Written request: From the records below, pick out each line containing the word "syringe" and copy it.

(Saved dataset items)
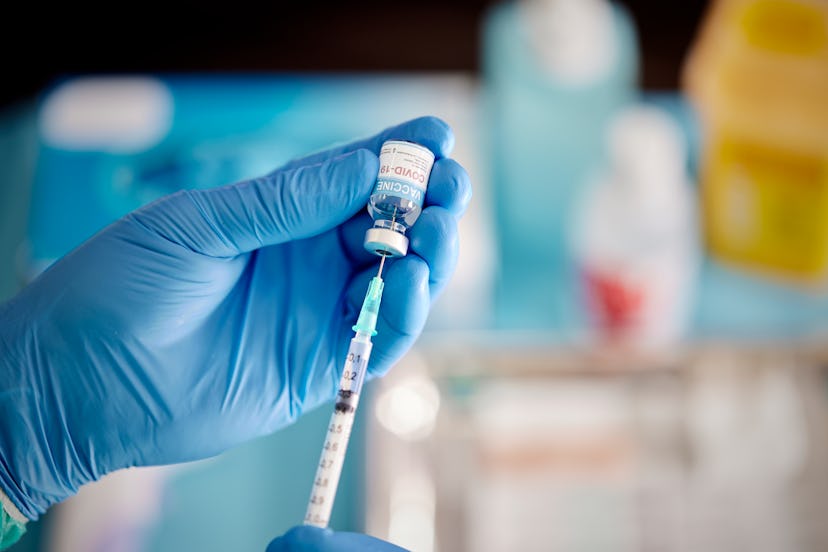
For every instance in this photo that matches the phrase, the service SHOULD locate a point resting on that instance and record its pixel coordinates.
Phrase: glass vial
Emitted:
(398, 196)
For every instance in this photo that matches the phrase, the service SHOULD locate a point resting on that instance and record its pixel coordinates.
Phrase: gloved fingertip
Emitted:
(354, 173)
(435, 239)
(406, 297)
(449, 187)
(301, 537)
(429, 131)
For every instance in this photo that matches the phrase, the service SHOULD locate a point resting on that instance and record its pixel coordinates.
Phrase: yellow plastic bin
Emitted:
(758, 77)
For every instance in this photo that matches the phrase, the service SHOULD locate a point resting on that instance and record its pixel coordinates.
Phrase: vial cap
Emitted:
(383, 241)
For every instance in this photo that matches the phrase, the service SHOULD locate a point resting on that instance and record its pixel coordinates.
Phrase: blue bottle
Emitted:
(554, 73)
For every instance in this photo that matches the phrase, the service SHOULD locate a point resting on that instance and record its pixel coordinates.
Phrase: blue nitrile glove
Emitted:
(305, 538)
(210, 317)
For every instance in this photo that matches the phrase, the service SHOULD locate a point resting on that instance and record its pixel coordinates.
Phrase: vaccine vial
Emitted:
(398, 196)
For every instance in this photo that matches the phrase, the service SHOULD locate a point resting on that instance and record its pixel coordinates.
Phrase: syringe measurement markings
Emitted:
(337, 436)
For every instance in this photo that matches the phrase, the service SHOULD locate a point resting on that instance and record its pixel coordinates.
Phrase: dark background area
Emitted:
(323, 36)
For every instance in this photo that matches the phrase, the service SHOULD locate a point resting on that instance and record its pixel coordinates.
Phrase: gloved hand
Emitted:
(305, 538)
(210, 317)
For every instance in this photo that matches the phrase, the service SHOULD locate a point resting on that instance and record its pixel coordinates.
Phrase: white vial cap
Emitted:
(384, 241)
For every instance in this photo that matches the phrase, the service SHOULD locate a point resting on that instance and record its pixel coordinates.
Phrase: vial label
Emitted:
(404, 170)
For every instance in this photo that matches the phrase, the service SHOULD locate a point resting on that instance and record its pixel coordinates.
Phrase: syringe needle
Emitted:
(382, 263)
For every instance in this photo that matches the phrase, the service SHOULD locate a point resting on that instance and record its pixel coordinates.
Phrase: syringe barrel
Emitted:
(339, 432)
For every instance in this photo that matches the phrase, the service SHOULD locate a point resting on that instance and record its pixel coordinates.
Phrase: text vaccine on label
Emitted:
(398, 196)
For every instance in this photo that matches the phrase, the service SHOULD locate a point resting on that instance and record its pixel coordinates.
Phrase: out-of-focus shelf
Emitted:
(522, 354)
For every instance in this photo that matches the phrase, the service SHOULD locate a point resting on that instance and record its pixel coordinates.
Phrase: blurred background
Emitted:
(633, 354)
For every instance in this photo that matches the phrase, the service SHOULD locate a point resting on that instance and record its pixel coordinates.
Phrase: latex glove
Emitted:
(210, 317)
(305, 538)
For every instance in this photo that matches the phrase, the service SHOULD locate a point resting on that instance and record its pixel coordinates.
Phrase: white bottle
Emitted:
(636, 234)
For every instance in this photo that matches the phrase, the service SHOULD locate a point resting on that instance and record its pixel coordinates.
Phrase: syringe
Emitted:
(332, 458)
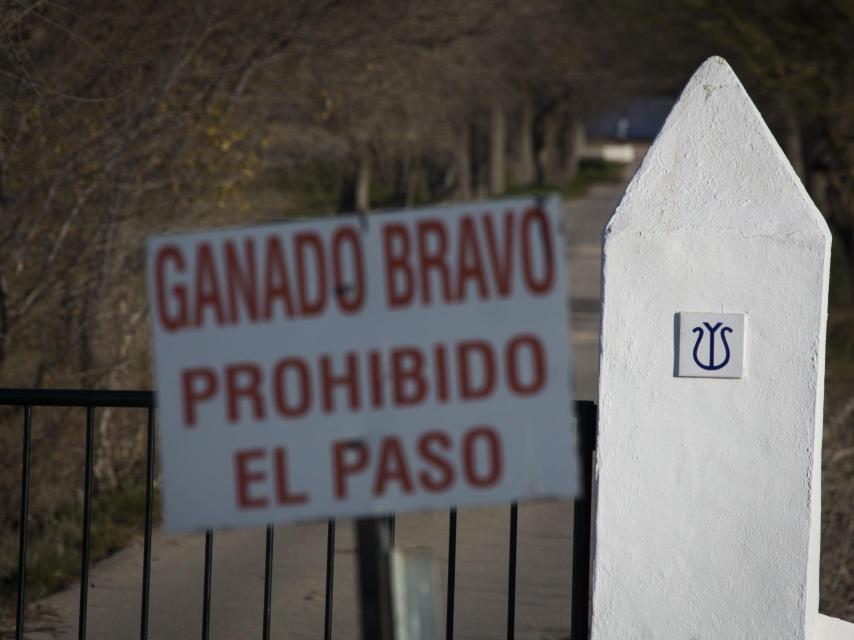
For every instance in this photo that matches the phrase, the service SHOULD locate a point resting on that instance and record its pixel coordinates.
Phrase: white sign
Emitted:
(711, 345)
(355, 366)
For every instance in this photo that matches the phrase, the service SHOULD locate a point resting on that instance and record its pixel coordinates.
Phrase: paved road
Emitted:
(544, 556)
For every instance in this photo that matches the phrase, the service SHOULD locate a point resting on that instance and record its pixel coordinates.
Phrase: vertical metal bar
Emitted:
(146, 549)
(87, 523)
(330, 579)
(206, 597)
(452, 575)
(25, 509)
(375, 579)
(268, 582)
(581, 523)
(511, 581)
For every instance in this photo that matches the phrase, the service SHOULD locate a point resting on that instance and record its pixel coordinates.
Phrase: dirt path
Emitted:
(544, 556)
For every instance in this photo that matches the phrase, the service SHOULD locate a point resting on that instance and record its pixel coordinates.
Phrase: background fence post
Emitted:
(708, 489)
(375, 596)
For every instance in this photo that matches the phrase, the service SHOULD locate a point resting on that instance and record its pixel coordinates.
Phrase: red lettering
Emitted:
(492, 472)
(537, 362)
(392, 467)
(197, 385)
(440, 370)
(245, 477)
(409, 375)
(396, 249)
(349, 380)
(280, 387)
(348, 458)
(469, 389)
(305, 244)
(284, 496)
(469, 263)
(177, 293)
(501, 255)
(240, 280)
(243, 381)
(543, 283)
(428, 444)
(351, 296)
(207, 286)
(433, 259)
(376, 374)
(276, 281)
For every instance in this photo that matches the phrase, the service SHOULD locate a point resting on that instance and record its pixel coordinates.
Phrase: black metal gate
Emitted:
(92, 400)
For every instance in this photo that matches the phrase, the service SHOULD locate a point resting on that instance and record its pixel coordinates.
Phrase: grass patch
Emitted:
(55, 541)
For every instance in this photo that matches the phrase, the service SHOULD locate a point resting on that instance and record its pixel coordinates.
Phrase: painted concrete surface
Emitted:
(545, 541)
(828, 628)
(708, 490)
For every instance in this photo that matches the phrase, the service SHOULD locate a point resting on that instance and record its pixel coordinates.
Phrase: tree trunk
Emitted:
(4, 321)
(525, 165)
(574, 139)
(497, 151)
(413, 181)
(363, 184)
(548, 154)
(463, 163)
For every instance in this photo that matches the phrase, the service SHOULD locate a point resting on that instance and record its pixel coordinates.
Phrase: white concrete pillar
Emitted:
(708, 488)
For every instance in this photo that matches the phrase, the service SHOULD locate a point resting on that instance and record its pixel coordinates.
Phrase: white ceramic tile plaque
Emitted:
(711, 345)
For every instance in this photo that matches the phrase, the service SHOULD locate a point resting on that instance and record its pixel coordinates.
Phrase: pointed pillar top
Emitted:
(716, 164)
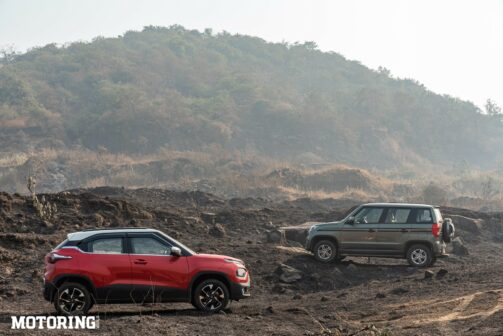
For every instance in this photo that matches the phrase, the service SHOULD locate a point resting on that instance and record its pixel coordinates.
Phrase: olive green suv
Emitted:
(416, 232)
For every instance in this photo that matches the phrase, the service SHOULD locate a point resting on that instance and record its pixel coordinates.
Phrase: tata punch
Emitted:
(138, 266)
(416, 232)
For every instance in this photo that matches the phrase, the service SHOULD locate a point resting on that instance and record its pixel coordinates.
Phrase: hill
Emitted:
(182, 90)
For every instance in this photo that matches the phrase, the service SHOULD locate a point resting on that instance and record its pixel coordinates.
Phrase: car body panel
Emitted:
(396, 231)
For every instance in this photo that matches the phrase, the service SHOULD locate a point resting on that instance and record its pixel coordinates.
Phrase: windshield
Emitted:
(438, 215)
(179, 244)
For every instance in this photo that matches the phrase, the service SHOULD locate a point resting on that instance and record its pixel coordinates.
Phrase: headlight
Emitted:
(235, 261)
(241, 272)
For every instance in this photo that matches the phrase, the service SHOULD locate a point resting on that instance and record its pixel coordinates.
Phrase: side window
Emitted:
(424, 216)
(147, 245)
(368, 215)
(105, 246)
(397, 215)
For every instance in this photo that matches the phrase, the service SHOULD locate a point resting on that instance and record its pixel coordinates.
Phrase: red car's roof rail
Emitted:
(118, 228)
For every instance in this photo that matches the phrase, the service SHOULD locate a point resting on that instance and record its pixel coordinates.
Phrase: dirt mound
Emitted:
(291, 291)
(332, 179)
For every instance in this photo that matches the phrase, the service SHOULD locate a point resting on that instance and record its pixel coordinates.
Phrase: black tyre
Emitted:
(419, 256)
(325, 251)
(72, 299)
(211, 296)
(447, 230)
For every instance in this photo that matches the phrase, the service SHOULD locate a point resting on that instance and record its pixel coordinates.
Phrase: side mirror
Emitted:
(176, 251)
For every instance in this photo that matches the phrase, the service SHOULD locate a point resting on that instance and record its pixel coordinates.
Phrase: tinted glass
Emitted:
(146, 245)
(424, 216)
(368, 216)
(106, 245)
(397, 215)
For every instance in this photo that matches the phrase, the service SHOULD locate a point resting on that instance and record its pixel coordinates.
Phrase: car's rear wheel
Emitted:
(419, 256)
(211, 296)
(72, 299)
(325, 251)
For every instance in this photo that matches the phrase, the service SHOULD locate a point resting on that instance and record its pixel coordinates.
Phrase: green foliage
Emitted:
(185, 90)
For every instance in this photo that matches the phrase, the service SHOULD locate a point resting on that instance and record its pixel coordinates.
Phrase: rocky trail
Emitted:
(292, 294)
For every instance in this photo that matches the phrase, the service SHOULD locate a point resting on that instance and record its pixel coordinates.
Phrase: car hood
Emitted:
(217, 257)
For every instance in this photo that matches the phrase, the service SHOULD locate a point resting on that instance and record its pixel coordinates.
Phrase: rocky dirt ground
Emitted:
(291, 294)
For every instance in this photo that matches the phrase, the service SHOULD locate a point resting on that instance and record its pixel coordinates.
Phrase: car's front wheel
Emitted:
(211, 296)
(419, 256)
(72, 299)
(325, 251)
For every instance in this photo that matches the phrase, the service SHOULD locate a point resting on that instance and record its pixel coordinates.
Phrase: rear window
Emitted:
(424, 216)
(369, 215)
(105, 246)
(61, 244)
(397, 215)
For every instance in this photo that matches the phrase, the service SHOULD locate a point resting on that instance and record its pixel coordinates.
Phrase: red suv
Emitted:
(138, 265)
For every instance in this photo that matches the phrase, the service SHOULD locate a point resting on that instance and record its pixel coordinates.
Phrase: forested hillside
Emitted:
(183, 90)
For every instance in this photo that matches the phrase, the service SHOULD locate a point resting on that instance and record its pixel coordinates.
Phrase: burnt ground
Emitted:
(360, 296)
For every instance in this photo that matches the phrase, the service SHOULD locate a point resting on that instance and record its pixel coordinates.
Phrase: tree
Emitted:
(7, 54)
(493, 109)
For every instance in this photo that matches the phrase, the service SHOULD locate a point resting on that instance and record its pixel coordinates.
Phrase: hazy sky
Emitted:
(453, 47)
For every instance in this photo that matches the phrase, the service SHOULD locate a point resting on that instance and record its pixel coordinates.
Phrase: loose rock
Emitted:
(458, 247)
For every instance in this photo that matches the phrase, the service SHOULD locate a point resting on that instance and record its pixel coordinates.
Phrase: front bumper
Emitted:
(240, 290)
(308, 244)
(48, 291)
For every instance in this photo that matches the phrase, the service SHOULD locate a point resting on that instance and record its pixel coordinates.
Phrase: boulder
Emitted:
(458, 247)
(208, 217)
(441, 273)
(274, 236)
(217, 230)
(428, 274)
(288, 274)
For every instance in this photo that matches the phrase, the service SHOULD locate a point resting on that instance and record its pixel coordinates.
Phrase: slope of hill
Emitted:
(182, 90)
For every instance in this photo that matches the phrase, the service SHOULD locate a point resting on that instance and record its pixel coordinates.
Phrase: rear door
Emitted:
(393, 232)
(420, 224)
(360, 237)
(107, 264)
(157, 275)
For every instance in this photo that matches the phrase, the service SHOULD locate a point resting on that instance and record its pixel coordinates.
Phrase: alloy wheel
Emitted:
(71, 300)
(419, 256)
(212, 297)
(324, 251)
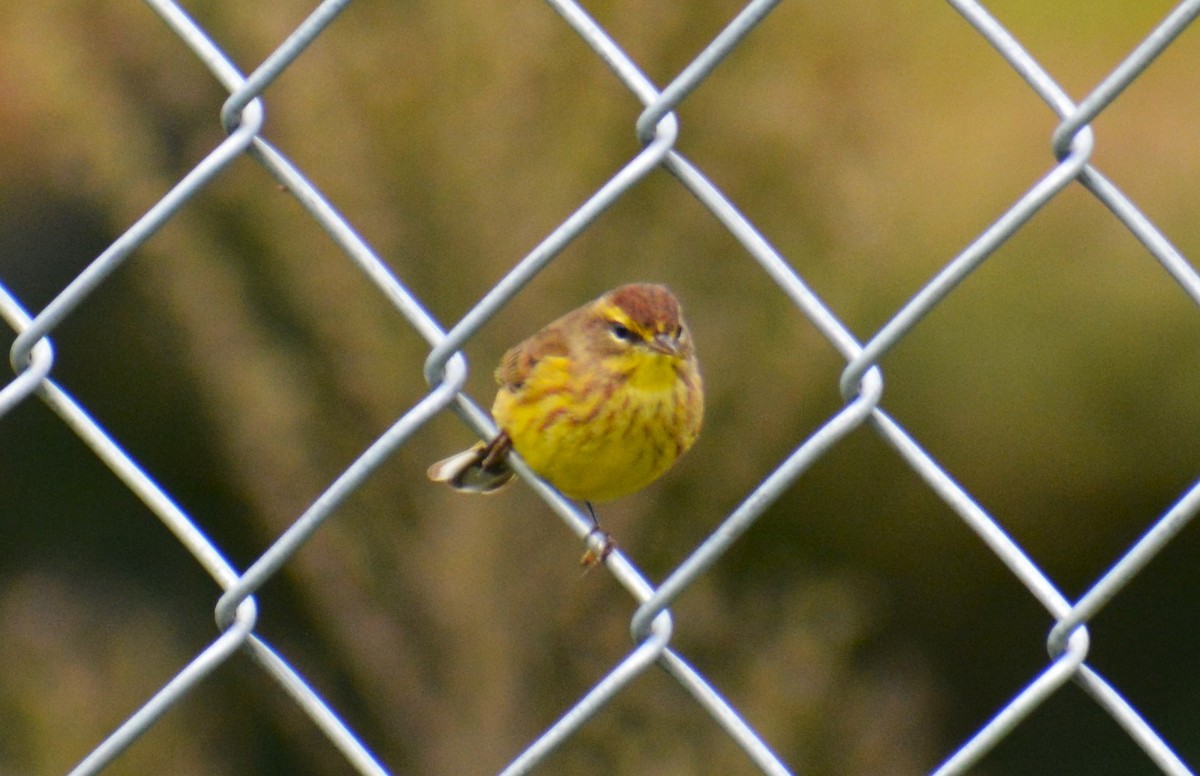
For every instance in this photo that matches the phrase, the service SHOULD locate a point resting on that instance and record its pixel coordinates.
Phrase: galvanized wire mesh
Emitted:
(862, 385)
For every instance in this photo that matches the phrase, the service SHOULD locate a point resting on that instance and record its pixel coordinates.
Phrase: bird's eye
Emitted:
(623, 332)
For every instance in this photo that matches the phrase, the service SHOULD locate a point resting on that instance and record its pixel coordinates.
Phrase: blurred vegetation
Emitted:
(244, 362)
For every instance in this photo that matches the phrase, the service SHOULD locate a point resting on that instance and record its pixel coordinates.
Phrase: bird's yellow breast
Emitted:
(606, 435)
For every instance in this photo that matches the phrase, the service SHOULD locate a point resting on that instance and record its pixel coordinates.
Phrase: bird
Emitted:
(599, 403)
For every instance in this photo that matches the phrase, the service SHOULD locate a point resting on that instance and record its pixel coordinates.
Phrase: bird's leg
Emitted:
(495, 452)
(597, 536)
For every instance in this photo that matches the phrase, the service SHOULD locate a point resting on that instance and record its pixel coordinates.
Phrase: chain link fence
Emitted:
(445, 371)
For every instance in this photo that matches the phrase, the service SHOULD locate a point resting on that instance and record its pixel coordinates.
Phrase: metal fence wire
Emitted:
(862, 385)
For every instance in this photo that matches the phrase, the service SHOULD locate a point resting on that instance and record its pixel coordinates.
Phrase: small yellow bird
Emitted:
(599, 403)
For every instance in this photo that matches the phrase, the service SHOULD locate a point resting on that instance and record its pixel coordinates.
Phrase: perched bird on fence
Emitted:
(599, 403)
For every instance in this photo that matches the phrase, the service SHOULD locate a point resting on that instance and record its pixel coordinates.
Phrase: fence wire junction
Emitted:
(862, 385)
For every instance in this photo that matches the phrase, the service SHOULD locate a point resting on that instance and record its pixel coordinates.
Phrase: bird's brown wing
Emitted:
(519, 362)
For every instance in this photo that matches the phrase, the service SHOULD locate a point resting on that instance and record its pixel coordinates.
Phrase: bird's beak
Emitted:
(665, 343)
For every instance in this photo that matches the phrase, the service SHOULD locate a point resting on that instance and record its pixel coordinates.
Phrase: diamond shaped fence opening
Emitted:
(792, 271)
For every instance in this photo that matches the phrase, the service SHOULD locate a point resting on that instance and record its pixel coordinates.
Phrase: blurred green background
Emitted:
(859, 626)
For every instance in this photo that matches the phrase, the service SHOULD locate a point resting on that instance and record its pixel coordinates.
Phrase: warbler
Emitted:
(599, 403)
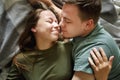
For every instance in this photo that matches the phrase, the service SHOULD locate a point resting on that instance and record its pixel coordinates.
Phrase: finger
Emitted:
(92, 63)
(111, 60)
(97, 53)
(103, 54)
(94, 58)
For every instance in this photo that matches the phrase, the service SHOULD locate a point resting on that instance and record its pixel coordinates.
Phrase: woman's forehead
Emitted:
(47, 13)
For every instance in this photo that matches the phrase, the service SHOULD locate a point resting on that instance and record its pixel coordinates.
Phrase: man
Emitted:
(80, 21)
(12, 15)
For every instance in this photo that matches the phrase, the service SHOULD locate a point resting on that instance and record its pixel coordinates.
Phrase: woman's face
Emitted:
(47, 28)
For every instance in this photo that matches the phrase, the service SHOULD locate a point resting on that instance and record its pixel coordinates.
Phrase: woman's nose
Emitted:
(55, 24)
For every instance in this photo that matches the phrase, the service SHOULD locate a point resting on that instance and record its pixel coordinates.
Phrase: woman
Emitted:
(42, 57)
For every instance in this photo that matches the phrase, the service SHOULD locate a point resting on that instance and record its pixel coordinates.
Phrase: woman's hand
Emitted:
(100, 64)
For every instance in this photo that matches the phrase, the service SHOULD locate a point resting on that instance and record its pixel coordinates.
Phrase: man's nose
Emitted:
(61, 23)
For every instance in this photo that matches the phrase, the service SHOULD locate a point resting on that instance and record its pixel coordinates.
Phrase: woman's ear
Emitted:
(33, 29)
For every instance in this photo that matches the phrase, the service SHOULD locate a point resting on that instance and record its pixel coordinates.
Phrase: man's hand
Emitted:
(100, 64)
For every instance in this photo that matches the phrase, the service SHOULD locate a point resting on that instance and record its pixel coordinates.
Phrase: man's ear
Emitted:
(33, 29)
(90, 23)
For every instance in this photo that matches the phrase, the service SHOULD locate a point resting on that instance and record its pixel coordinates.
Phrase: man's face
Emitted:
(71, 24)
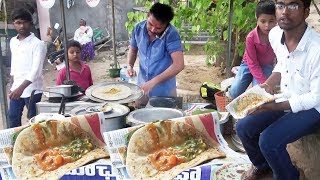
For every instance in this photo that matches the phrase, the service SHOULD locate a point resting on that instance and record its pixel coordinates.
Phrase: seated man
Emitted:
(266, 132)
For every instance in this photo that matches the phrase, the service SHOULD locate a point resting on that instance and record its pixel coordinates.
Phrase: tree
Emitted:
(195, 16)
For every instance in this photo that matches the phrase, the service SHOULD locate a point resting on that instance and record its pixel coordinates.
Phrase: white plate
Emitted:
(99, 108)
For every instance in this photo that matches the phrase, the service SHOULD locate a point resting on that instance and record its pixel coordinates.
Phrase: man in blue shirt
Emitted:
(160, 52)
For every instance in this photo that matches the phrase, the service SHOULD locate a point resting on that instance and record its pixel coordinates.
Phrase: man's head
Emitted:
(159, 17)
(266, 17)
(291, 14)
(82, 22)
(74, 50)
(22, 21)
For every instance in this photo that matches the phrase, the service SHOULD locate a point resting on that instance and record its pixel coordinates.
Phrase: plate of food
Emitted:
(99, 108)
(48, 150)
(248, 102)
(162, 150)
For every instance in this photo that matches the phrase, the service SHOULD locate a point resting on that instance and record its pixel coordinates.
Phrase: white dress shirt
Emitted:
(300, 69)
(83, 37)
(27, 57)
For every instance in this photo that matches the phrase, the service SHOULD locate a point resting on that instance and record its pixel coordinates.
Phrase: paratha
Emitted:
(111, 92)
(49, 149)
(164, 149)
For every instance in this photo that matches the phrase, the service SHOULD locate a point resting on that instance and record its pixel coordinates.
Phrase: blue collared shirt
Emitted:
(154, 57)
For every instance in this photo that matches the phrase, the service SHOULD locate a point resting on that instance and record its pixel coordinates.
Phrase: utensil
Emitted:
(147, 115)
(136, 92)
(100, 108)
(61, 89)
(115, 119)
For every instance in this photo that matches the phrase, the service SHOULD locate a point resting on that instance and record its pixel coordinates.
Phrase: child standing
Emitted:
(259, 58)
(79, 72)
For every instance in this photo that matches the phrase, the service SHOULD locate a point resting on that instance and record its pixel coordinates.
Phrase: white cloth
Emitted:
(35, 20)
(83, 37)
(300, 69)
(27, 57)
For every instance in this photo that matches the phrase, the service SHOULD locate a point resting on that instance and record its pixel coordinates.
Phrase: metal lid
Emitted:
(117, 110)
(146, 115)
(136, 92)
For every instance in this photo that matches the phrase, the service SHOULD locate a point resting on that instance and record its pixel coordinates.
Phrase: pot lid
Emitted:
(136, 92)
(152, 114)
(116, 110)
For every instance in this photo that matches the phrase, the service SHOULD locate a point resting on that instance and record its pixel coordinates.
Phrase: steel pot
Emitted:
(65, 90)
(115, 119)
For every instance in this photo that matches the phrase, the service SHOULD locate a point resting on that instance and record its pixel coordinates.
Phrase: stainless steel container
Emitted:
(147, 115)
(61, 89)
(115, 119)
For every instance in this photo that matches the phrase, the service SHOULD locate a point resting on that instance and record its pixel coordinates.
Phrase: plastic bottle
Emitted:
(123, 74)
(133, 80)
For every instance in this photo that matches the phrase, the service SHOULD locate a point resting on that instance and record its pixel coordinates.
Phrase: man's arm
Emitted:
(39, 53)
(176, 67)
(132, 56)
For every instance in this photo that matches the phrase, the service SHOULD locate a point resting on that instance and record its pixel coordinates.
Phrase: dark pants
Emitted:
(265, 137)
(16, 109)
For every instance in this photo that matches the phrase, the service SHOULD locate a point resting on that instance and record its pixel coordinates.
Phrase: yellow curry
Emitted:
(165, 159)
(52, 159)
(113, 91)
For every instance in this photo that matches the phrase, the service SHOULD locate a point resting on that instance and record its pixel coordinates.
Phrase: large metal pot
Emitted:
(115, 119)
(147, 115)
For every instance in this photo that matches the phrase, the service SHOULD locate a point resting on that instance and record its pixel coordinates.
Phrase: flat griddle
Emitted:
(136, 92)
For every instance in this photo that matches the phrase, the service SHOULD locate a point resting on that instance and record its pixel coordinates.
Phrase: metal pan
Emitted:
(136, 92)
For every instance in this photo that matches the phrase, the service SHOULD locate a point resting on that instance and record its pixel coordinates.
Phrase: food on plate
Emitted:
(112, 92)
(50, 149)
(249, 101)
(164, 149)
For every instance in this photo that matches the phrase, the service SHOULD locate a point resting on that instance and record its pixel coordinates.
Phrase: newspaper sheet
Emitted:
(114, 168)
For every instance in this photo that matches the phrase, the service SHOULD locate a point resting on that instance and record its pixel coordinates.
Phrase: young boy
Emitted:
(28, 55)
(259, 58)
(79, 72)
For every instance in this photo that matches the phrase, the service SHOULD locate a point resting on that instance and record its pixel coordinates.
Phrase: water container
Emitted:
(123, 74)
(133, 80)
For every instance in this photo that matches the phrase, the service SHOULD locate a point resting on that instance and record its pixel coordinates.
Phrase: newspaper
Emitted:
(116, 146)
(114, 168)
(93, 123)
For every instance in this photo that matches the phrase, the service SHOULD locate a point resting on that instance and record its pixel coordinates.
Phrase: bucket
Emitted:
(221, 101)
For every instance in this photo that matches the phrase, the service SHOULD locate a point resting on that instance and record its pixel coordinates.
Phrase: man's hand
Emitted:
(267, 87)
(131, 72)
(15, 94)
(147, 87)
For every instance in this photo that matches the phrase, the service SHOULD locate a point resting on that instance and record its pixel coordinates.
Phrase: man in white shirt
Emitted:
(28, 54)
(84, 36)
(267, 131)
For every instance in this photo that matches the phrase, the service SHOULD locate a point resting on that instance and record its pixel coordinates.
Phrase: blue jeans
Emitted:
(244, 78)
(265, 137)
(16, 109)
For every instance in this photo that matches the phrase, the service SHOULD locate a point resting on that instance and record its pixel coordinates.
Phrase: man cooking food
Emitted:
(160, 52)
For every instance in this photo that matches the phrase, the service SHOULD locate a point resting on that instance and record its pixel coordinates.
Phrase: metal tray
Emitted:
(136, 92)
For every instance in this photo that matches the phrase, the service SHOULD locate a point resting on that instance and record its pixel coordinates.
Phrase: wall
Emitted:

Result:
Phrase: syringe measurement markings
Phrase: syringe needle
Phrase: syringe barrel
Phrase: syringe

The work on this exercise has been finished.